[Pointing entries for named objects]
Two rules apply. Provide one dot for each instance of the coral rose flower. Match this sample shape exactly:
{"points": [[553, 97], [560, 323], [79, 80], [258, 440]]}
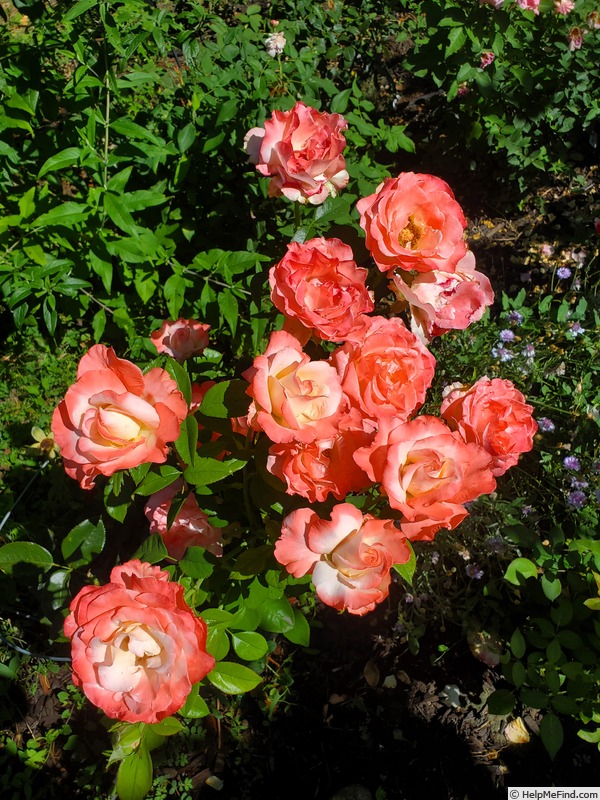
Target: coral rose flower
{"points": [[191, 526], [137, 647], [318, 284], [494, 414], [114, 417], [413, 222], [388, 372], [301, 150], [427, 472], [181, 339], [349, 557], [294, 398], [441, 301], [323, 467]]}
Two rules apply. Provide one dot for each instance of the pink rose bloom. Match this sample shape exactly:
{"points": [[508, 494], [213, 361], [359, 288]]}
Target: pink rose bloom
{"points": [[575, 38], [137, 647], [190, 528], [115, 417], [493, 413], [181, 339], [324, 467], [563, 6], [441, 301], [318, 284], [294, 398], [301, 151], [349, 557], [529, 5], [388, 373], [427, 472], [413, 222]]}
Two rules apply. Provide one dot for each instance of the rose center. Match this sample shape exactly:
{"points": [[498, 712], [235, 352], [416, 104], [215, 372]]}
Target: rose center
{"points": [[409, 235]]}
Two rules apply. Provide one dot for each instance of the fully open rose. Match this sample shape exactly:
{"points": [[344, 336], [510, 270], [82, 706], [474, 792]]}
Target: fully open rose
{"points": [[427, 472], [388, 372], [413, 222], [301, 150], [181, 339], [191, 526], [317, 469], [115, 417], [349, 557], [318, 284], [294, 398], [493, 413], [137, 647], [440, 301]]}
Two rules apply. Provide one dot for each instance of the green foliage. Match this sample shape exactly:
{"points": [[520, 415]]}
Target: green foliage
{"points": [[534, 103]]}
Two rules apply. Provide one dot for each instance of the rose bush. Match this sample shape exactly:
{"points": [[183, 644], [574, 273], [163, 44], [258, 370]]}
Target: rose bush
{"points": [[349, 557], [301, 151], [181, 339], [413, 222], [294, 398], [427, 472], [388, 372], [440, 301], [114, 417], [191, 526], [137, 647], [493, 413], [318, 284]]}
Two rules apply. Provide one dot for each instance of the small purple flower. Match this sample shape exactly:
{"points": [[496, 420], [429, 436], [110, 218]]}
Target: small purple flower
{"points": [[576, 499], [474, 571], [576, 484], [529, 351], [502, 353], [576, 329], [514, 317], [571, 462], [546, 425]]}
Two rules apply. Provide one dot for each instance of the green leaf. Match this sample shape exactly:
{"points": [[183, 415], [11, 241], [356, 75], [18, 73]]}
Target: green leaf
{"points": [[166, 727], [134, 777], [194, 563], [154, 482], [233, 678], [226, 399], [501, 702], [208, 470], [407, 570], [66, 214], [300, 633], [520, 570], [119, 214], [195, 706], [181, 376], [249, 645], [24, 553], [187, 442], [152, 550], [552, 587], [551, 734], [66, 158], [277, 615], [88, 536], [186, 137], [517, 644]]}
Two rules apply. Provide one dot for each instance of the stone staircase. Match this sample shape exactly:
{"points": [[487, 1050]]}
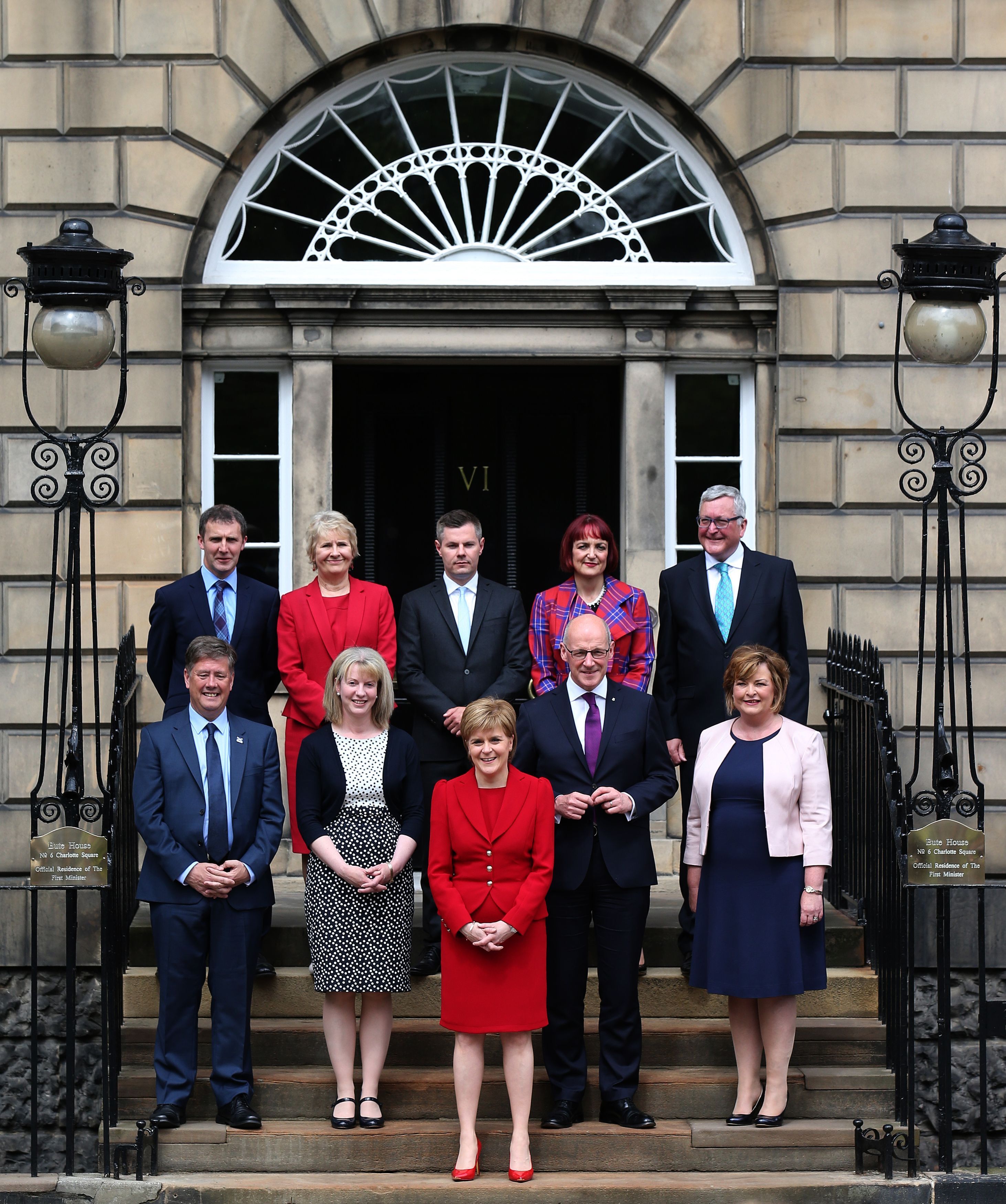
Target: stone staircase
{"points": [[688, 1083]]}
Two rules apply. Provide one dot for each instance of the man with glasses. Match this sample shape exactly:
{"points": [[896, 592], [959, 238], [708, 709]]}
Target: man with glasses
{"points": [[710, 606], [602, 747]]}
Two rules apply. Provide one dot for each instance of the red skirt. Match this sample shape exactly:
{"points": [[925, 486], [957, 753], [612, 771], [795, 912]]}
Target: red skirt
{"points": [[500, 992]]}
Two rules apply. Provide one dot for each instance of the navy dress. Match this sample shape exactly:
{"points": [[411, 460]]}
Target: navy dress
{"points": [[749, 939]]}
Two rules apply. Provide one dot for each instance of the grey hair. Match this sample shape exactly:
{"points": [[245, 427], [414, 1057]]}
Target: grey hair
{"points": [[716, 492], [608, 630]]}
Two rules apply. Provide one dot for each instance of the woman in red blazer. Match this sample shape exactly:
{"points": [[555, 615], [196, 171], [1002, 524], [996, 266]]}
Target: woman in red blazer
{"points": [[492, 838], [316, 623]]}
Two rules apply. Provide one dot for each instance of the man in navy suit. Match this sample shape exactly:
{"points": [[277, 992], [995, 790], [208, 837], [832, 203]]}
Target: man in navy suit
{"points": [[710, 606], [209, 806], [217, 601], [602, 747]]}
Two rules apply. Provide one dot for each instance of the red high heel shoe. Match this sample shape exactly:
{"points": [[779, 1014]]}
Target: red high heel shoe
{"points": [[469, 1173]]}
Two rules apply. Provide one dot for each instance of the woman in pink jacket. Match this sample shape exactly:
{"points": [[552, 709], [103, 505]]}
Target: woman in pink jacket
{"points": [[759, 841]]}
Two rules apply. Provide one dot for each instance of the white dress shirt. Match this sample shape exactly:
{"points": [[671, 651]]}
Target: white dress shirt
{"points": [[733, 563], [199, 724]]}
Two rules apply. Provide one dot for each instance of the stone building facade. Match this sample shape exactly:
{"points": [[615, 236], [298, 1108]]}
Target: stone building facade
{"points": [[824, 130]]}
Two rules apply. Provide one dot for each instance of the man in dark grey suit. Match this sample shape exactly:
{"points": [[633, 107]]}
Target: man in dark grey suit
{"points": [[461, 638]]}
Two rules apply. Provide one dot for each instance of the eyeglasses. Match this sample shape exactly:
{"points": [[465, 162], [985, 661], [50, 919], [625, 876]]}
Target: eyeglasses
{"points": [[581, 654], [720, 524]]}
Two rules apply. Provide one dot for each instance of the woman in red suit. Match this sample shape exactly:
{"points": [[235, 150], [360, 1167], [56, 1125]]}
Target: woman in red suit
{"points": [[492, 837], [316, 623]]}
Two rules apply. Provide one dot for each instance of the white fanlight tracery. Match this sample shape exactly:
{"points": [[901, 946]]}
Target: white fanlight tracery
{"points": [[483, 169]]}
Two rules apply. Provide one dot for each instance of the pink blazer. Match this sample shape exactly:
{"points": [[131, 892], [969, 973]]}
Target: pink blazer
{"points": [[798, 794]]}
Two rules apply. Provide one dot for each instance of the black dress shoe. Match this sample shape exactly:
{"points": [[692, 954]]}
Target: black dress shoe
{"points": [[747, 1118], [624, 1113], [564, 1114], [429, 964], [239, 1114], [168, 1115]]}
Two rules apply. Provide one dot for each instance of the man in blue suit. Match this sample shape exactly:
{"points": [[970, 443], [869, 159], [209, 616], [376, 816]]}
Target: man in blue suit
{"points": [[217, 601], [602, 747], [209, 806]]}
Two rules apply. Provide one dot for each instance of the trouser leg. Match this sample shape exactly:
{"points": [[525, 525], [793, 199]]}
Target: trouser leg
{"points": [[235, 937], [566, 1054], [181, 936], [620, 923]]}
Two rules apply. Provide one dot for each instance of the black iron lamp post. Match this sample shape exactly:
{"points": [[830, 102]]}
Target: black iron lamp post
{"points": [[73, 280], [948, 274]]}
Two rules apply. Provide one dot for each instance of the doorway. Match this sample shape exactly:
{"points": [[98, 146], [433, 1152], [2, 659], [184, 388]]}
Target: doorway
{"points": [[526, 448]]}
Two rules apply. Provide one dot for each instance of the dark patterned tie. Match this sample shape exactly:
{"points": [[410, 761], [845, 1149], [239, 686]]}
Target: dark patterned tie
{"points": [[217, 843], [220, 614], [592, 732]]}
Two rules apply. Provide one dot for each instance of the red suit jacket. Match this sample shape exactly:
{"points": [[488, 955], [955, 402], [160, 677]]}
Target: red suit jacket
{"points": [[307, 648], [511, 866]]}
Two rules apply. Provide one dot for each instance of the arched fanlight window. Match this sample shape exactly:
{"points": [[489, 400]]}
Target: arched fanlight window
{"points": [[479, 169]]}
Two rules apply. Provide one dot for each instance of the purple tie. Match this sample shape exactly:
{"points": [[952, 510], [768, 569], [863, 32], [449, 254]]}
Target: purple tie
{"points": [[592, 732]]}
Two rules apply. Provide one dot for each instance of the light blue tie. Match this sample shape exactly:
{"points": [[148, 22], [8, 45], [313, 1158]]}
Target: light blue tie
{"points": [[723, 607], [464, 617]]}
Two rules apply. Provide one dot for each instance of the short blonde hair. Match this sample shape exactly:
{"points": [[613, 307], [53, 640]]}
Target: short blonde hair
{"points": [[374, 664], [487, 716], [745, 664], [322, 524]]}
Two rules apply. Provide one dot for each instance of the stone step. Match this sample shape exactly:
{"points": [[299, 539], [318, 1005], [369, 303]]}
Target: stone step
{"points": [[428, 1093], [852, 991], [422, 1042], [576, 1187], [416, 1147]]}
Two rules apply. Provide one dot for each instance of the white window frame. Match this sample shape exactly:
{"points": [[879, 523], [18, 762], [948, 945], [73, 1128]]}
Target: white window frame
{"points": [[285, 455], [674, 546]]}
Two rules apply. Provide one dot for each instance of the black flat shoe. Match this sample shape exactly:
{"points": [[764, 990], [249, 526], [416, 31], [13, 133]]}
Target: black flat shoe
{"points": [[624, 1113], [747, 1118], [239, 1114], [168, 1115], [372, 1121], [429, 964], [566, 1113], [771, 1121]]}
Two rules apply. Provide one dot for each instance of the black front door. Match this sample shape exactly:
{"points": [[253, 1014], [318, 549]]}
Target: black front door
{"points": [[525, 448]]}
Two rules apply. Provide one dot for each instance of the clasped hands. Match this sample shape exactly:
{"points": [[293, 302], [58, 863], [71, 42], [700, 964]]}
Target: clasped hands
{"points": [[217, 882], [574, 806]]}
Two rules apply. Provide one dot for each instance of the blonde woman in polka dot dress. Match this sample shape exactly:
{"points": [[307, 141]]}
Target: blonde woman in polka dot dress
{"points": [[360, 807]]}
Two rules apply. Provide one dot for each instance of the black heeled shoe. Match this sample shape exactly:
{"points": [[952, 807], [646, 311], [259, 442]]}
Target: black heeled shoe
{"points": [[747, 1118], [773, 1121]]}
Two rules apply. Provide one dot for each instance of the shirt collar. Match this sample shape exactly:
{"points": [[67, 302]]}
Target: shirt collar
{"points": [[734, 560], [453, 587], [199, 722], [210, 580], [578, 691]]}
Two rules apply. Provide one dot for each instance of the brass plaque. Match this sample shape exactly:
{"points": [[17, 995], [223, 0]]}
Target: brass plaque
{"points": [[946, 853], [69, 858]]}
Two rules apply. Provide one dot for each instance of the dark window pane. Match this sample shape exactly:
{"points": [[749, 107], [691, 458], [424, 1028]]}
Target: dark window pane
{"points": [[254, 487], [692, 480], [246, 417], [709, 416], [263, 564]]}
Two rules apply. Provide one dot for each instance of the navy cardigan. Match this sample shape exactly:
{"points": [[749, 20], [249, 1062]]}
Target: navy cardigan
{"points": [[321, 783]]}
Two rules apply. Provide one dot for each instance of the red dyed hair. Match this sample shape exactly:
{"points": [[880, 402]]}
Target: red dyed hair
{"points": [[591, 527]]}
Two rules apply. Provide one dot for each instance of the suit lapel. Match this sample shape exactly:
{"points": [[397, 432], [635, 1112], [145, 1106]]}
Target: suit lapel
{"points": [[515, 795], [316, 605], [468, 796], [444, 602], [751, 571], [184, 739]]}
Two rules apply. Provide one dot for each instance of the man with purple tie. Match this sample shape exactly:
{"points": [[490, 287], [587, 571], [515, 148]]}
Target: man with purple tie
{"points": [[602, 746]]}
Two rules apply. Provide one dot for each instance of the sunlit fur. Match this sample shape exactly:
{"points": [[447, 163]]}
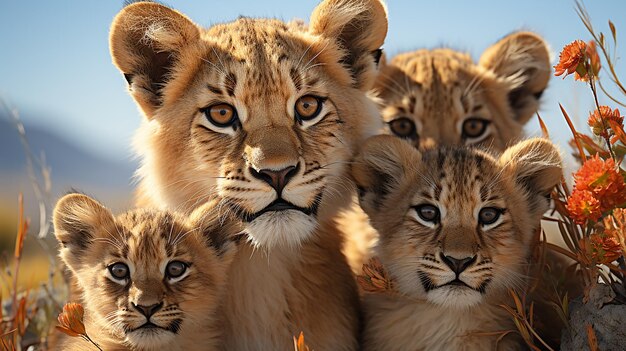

**Brief:** Which lines in the records above contain the string "blonde"? List each of those lines in full.

**Task response:**
Two rules apply. Provide one dot for each instance of the short blonde hair. Match this sample shape exactly:
Target: short blonde hair
Two rules apply. Provide one dot for each instance of the blonde woman in polka dot dress. Match this sample shape exactly:
Target: blonde woman in polka dot dress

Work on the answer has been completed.